» **Your instructions**: Render every line of the listing below as a numbered list, leaving out any blank lines.

» **Supplied material**:
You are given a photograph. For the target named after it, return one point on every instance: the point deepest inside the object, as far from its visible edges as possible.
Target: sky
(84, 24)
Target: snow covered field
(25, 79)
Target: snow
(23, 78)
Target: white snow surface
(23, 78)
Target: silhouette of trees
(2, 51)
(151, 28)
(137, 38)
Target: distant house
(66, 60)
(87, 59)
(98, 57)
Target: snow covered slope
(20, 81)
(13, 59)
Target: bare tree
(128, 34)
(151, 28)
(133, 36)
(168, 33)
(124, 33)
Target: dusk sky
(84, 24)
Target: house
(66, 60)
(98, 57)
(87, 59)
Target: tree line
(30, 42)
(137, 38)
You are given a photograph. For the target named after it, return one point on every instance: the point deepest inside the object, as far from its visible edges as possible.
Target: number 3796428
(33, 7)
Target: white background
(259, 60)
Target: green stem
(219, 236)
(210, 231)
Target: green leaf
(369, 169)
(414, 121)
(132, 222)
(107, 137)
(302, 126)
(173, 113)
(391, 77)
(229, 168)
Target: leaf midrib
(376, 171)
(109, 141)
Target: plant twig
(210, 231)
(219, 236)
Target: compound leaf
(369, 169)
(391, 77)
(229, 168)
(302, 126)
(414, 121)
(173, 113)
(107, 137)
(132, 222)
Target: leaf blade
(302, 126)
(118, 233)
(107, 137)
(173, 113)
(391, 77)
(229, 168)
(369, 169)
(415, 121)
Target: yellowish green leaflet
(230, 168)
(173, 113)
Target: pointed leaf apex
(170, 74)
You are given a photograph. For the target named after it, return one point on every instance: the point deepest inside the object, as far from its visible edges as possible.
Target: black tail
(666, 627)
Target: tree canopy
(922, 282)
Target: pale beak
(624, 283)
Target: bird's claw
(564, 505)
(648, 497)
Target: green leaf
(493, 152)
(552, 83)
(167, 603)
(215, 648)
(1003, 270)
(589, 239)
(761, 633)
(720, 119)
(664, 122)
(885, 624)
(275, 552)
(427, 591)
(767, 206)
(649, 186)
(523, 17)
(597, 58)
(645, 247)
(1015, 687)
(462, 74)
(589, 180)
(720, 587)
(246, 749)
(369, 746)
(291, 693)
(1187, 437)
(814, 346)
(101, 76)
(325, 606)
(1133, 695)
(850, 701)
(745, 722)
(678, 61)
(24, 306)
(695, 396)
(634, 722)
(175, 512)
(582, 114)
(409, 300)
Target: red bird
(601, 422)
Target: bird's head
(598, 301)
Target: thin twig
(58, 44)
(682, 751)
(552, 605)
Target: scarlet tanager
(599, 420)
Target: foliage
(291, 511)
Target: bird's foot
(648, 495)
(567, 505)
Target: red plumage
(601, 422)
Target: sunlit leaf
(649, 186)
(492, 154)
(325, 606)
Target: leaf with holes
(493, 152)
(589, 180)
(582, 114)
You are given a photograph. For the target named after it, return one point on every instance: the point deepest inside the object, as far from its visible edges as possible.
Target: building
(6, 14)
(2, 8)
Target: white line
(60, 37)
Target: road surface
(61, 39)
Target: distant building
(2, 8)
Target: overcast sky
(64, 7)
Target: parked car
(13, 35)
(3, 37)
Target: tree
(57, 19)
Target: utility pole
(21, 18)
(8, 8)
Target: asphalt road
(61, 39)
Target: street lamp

» **Reply to the exercise**:
1. You are given a photograph. For the target named after it, return one point on every instance: the point deepest inside the object, as far from its visible edges as possible.
2. Target: sky
3. (84, 24)
4. Target: snow covered field
5. (25, 79)
6. Target: snow
7. (23, 78)
8. Target: white snow surface
9. (23, 78)
10. Target: silhouette of trees
11. (2, 51)
12. (151, 28)
13. (137, 38)
14. Target: distant house
15. (66, 60)
16. (87, 59)
17. (98, 57)
18. Target: snow covered slope
19. (20, 81)
20. (13, 59)
21. Target: bare tree
22. (128, 34)
23. (151, 28)
24. (133, 36)
25. (168, 33)
26. (124, 33)
27. Target: dusk sky
28. (84, 24)
29. Target: house
30. (66, 60)
31. (98, 57)
32. (87, 59)
33. Target: tree line
34. (30, 42)
35. (137, 38)
36. You are given a photograph. For the target named after it, return one point on every instance: the point deepest inside the object, as far from its visible edges as possible.
37. Target: number 3796428
38. (33, 7)
39. Target: white background
40. (259, 60)
41. Target: green stem
42. (219, 236)
43. (210, 231)
44. Target: green leaf
45. (369, 169)
46. (414, 121)
47. (132, 222)
48. (107, 137)
49. (302, 126)
50. (173, 113)
51. (391, 77)
52. (229, 168)
53. Target: leaf midrib
54. (376, 171)
55. (109, 141)
56. Target: plant twig
57. (210, 231)
58. (219, 236)
59. Target: compound leaf
60. (369, 169)
61. (391, 77)
62. (229, 168)
63. (302, 126)
64. (414, 121)
65. (173, 113)
66. (107, 137)
67. (132, 222)
68. Target: leaf blade
69. (302, 126)
70. (118, 233)
71. (107, 137)
72. (173, 113)
73. (391, 77)
74. (229, 168)
75. (369, 169)
76. (415, 121)
77. Target: yellowish green leaflet
78. (230, 168)
79. (173, 113)
80. Target: pointed leaf apex
81. (170, 74)
82. You are given a photograph. For the target named after it, return one point on every instance: the point deepest inside the object, as far from its visible edges as possible.
83. Target: black tail
84. (666, 627)
85. Target: tree canopy
86. (922, 282)
87. Target: pale beak
88. (624, 283)
89. Target: bird's claw
90. (564, 505)
91. (648, 497)
92. Target: green leaf
93. (493, 152)
94. (552, 83)
95. (167, 603)
96. (215, 648)
97. (1003, 270)
98. (589, 239)
99. (761, 633)
100. (720, 119)
101. (664, 122)
102. (885, 624)
103. (275, 552)
104. (427, 591)
105. (767, 206)
106. (649, 186)
107. (523, 17)
108. (597, 58)
109. (645, 247)
110. (1015, 687)
111. (462, 74)
112. (589, 180)
113. (720, 587)
114. (246, 749)
115. (369, 746)
116. (291, 693)
117. (1187, 437)
118. (814, 346)
119. (101, 76)
120. (325, 606)
121. (1133, 695)
122. (850, 701)
123. (745, 722)
124. (678, 61)
125. (24, 306)
126. (695, 396)
127. (634, 722)
128. (175, 512)
129. (582, 114)
130. (409, 300)
131. Target: red bird
132. (601, 422)
133. Target: bird's head
134. (598, 301)
135. Target: thin twig
136. (58, 44)
137. (682, 751)
138. (552, 605)
139. Target: scarlet tanager
140. (599, 420)
141. Target: foliage
142. (291, 511)
143. Target: bird's foot
144. (648, 495)
145. (567, 505)
146. Target: red plumage
147. (601, 422)
148. Target: sunlit leaf
149. (649, 186)
150. (492, 154)
151. (325, 606)
152. Target: leaf with holes
153. (493, 152)
154. (589, 180)
155. (582, 114)
156. You are given a photograph. For the target named after it, return one point on every instance: the point deepest inside the object, as far from its visible edges as possible.
157. Target: building
158. (6, 14)
159. (2, 8)
160. Target: white line
161. (60, 37)
162. Target: road surface
163. (61, 39)
164. Target: distant building
165. (2, 8)
166. Target: overcast sky
167. (64, 7)
168. Target: parked car
169. (13, 35)
170. (3, 37)
171. Target: tree
172. (57, 19)
173. Target: utility pole
174. (21, 18)
175. (8, 8)
176. Target: asphalt road
177. (61, 39)
178. Target: street lamp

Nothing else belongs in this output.